Labeled shape records
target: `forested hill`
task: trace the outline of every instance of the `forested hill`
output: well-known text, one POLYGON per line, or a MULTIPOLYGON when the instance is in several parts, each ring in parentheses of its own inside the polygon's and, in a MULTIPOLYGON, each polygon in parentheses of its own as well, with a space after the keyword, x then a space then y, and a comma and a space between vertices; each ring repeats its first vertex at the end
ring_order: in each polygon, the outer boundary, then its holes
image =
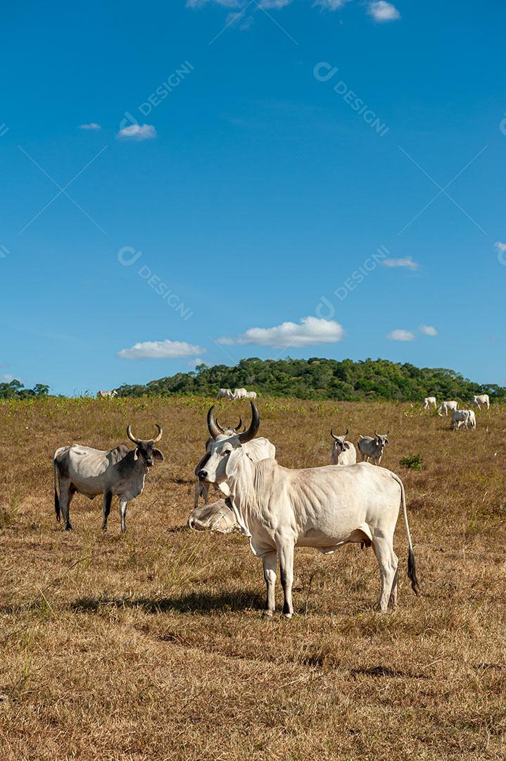
POLYGON ((452 370, 416 368, 386 359, 242 359, 235 367, 199 365, 194 372, 121 386, 120 396, 198 394, 213 396, 219 388, 245 387, 259 395, 299 399, 396 400, 419 402, 426 396, 469 401, 486 393, 506 401, 506 388, 473 383, 452 370))

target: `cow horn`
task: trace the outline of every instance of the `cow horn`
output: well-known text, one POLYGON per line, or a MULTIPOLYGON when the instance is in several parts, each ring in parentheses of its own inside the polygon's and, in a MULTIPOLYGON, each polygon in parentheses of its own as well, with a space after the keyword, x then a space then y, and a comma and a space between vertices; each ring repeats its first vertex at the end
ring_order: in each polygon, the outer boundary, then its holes
POLYGON ((131 432, 131 425, 130 424, 128 424, 128 426, 127 428, 127 436, 128 437, 128 438, 130 439, 131 441, 134 442, 134 444, 137 444, 138 445, 141 443, 140 441, 139 441, 139 439, 138 438, 135 438, 135 437, 132 434, 132 432, 131 432))
POLYGON ((207 428, 213 441, 216 441, 217 437, 220 435, 220 431, 217 424, 214 422, 214 410, 215 405, 210 407, 209 412, 207 412, 207 428))
POLYGON ((258 408, 252 399, 250 399, 249 402, 251 405, 251 422, 248 430, 244 431, 242 433, 239 435, 239 439, 241 444, 246 444, 247 441, 251 441, 252 438, 255 438, 258 433, 258 428, 260 428, 260 414, 258 412, 258 408))

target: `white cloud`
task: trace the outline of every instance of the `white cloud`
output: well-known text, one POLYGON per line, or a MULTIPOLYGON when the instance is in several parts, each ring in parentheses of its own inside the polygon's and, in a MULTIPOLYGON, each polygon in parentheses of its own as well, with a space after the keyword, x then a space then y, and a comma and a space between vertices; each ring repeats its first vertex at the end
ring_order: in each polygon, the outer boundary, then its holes
POLYGON ((174 359, 178 357, 191 357, 206 351, 185 341, 146 341, 135 343, 131 349, 122 349, 118 352, 120 359, 174 359))
POLYGON ((300 323, 282 323, 273 328, 249 328, 236 338, 220 338, 218 343, 255 344, 258 346, 311 346, 317 343, 336 343, 344 336, 342 325, 334 320, 302 317, 300 323))
POLYGON ((375 21, 395 21, 400 18, 400 14, 395 5, 385 0, 369 3, 368 13, 375 21))
POLYGON ((437 336, 438 331, 432 325, 420 325, 418 329, 424 336, 437 336))
POLYGON ((389 341, 413 341, 415 334, 412 333, 410 330, 403 330, 397 328, 396 330, 391 330, 387 335, 387 338, 389 341))
POLYGON ((131 124, 120 129, 116 135, 127 140, 151 140, 156 136, 157 130, 152 124, 131 124))
POLYGON ((404 256, 403 259, 384 259, 384 267, 406 267, 408 269, 418 269, 420 265, 417 262, 413 262, 411 256, 404 256))

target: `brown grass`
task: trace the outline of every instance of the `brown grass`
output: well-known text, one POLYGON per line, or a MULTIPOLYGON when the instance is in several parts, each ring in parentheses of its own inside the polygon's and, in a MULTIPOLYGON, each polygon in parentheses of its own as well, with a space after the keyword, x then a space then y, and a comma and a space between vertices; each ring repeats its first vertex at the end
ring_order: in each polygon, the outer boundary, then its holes
MULTIPOLYGON (((289 466, 326 464, 328 429, 390 428, 423 597, 401 558, 397 612, 372 611, 371 550, 296 553, 292 622, 261 618, 261 564, 242 537, 185 526, 207 435, 198 399, 0 404, 0 757, 504 759, 504 411, 476 432, 409 405, 262 400, 289 466), (116 501, 55 520, 51 454, 165 428, 165 463, 119 533, 116 501), (400 458, 420 453, 425 469, 400 458), (495 453, 498 453, 495 456, 495 453)), ((224 406, 234 423, 245 404, 224 406)), ((281 600, 278 589, 278 603, 281 600)))

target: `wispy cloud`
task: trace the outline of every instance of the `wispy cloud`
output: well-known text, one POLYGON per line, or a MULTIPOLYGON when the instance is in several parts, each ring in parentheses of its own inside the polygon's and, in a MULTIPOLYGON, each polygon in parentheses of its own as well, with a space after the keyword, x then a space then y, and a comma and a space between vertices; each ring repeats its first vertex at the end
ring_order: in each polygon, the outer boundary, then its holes
POLYGON ((396 330, 391 330, 387 334, 387 338, 389 341, 413 341, 415 337, 415 334, 411 333, 410 330, 403 330, 401 328, 397 328, 396 330))
POLYGON ((438 331, 432 325, 420 325, 418 329, 424 336, 437 336, 438 331))
POLYGON ((152 140, 157 137, 157 130, 152 124, 131 124, 120 129, 116 136, 122 140, 152 140))
POLYGON ((400 14, 395 5, 391 2, 386 2, 386 0, 369 3, 368 13, 375 21, 395 21, 400 18, 400 14))
POLYGON ((406 267, 408 269, 419 269, 420 267, 411 256, 404 256, 403 259, 384 259, 382 263, 384 267, 406 267))
POLYGON ((311 346, 318 343, 336 343, 344 336, 342 325, 334 320, 302 317, 300 323, 286 322, 272 328, 249 328, 236 338, 223 337, 218 343, 255 344, 258 346, 311 346))
POLYGON ((175 359, 191 357, 206 351, 201 346, 185 341, 146 341, 135 343, 131 349, 122 349, 118 352, 120 359, 175 359))

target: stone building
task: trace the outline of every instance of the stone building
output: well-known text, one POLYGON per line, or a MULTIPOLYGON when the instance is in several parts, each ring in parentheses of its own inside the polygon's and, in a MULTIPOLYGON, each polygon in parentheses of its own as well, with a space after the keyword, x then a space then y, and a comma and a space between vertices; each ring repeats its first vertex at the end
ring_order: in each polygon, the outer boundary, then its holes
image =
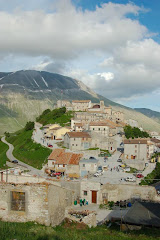
POLYGON ((74 111, 87 111, 92 106, 91 100, 73 100, 72 107, 74 111))
POLYGON ((91 136, 88 132, 68 132, 64 135, 64 146, 70 150, 86 150, 91 146, 91 136))
POLYGON ((107 122, 90 122, 89 131, 100 134, 102 136, 109 136, 109 127, 107 122))
POLYGON ((124 159, 147 160, 147 139, 124 140, 124 159))
POLYGON ((82 159, 79 162, 80 166, 80 176, 84 177, 89 174, 93 174, 97 171, 99 161, 95 158, 92 159, 82 159))
POLYGON ((0 219, 59 225, 74 201, 73 191, 48 183, 0 183, 0 219))
POLYGON ((48 169, 54 172, 61 172, 69 177, 79 178, 79 161, 83 154, 65 152, 64 149, 57 148, 48 157, 48 169))
POLYGON ((62 107, 71 107, 71 103, 68 100, 58 100, 57 101, 57 108, 62 108, 62 107))
POLYGON ((120 201, 128 199, 143 199, 160 201, 156 189, 151 186, 139 186, 133 184, 104 184, 84 179, 81 181, 80 196, 88 200, 89 204, 103 204, 108 201, 120 201))

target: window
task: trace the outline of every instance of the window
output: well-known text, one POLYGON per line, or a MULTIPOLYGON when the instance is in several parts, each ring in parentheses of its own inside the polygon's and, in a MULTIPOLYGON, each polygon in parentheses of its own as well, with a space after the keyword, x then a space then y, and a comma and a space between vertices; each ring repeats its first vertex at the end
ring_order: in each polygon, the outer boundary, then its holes
POLYGON ((11 192, 11 210, 25 211, 25 192, 11 192))
POLYGON ((84 194, 84 196, 87 196, 87 191, 84 191, 83 194, 84 194))

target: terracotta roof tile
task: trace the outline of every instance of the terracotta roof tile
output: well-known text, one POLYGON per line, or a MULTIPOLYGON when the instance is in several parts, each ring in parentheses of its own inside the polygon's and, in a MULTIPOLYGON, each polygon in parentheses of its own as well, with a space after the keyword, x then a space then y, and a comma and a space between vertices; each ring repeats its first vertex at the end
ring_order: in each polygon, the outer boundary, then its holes
POLYGON ((147 139, 125 139, 124 144, 147 144, 147 139))
POLYGON ((62 148, 56 148, 54 149, 51 154, 49 155, 48 159, 49 160, 56 160, 57 157, 59 157, 62 153, 64 153, 65 150, 62 148))
POLYGON ((151 138, 151 141, 154 142, 154 143, 160 143, 160 140, 156 139, 156 138, 151 138))
POLYGON ((70 138, 91 138, 87 132, 67 132, 70 138))
POLYGON ((73 100, 73 103, 87 103, 90 102, 91 100, 73 100))

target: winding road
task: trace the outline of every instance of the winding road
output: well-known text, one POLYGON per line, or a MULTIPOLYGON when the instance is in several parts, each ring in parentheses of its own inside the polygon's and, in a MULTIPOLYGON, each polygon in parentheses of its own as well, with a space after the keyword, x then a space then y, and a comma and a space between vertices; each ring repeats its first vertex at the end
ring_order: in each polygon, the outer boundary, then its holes
POLYGON ((38 175, 38 176, 44 176, 44 173, 42 170, 38 170, 24 162, 21 162, 19 159, 15 158, 13 156, 13 150, 14 150, 14 146, 10 143, 8 143, 5 139, 5 137, 2 137, 2 142, 4 142, 5 144, 7 144, 9 146, 9 149, 8 151, 6 152, 6 155, 7 155, 7 158, 10 160, 10 161, 13 161, 13 160, 17 160, 18 163, 17 164, 14 164, 15 166, 19 166, 19 167, 24 167, 26 168, 26 170, 29 170, 31 174, 33 175, 38 175))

WHAT IS REQUIRED » Quote the lines starting with the line containing "target: window" and going on through the line containing "task: trace the outline of every instance of the window", copying them unchanged.

RESPONSE BELOW »
target: window
task: trace the outline of every instance of the window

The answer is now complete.